■ To be done: Find every line in the items below that contains the string "point" with the same capitalization, and copy each of those lines.

Dataset rows on where objects appear

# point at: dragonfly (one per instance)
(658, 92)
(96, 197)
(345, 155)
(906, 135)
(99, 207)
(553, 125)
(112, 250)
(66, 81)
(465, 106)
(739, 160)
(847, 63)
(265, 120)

■ Response:
# point at: dragonfly (one per instance)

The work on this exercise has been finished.